Extracted data:
BEGIN
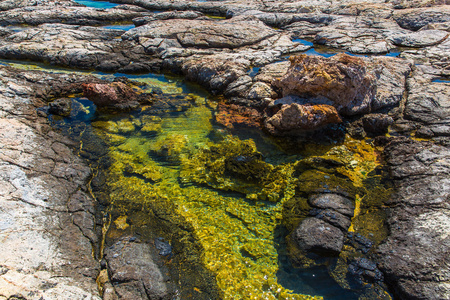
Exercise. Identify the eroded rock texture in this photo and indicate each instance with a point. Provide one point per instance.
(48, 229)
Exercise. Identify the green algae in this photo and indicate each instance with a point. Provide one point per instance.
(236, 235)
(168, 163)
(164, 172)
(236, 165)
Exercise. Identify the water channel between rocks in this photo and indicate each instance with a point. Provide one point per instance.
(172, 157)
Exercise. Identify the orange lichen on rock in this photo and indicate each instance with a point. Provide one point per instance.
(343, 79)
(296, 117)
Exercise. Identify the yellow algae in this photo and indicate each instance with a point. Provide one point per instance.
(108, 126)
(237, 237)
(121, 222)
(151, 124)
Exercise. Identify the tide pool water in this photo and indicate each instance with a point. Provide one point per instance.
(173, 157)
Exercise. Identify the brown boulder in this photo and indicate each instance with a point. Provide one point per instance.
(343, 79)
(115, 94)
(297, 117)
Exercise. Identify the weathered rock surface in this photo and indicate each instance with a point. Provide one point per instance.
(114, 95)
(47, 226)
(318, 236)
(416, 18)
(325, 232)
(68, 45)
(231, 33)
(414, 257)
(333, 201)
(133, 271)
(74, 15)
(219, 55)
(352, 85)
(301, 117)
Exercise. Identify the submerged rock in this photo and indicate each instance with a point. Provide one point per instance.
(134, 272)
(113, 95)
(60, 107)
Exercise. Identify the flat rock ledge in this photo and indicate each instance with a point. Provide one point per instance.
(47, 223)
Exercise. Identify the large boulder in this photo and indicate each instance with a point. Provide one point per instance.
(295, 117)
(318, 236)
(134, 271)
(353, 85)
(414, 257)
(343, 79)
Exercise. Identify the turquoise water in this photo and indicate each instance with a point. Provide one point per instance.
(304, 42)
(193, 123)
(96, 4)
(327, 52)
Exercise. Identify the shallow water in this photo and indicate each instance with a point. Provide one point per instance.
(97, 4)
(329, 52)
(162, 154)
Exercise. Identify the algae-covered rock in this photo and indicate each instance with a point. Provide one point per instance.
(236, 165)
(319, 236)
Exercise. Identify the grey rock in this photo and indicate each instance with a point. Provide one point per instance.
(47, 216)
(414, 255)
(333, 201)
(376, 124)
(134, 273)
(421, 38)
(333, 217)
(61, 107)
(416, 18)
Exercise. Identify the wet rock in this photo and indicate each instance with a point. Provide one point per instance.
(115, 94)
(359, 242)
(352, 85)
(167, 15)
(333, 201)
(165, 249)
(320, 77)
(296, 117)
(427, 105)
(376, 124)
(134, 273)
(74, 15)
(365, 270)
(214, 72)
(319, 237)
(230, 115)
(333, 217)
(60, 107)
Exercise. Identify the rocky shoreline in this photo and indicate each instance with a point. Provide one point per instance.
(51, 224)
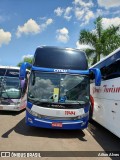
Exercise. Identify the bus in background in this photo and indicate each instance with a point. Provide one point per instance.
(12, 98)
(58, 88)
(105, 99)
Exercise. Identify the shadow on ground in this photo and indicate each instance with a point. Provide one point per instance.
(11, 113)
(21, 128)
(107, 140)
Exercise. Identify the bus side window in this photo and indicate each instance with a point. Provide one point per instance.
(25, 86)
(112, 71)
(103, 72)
END
BEGIN
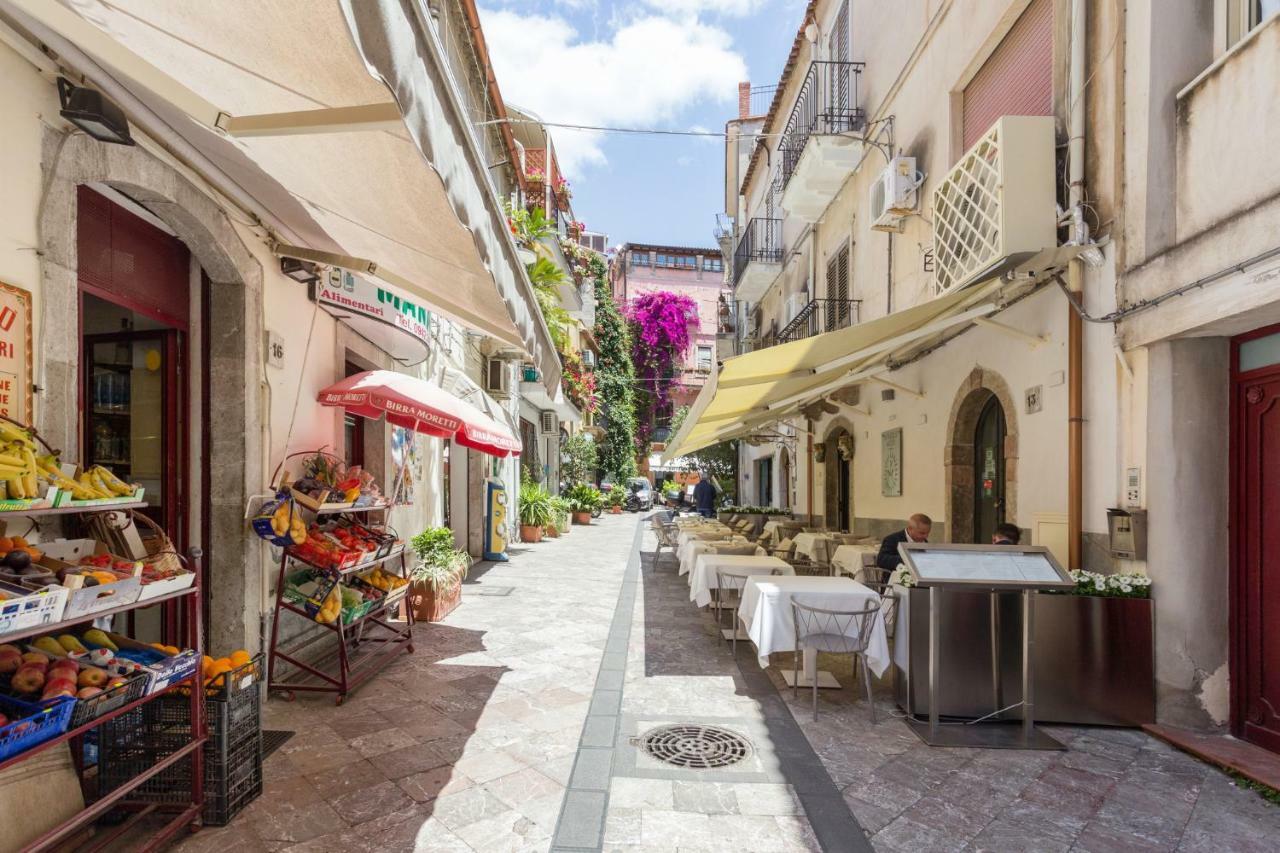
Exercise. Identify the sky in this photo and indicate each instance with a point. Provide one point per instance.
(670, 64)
END
The request:
Pull out every line of the material above that contains the string "boulder", and copy each one in full. Case counts.

Written answer:
Exercise. Identify the brown boulder in this photo and indicate each instance with a point. Provide one point per instance.
Exercise. Identify the large boulder in this photo and indicate each instance with a point. Provide one point per instance.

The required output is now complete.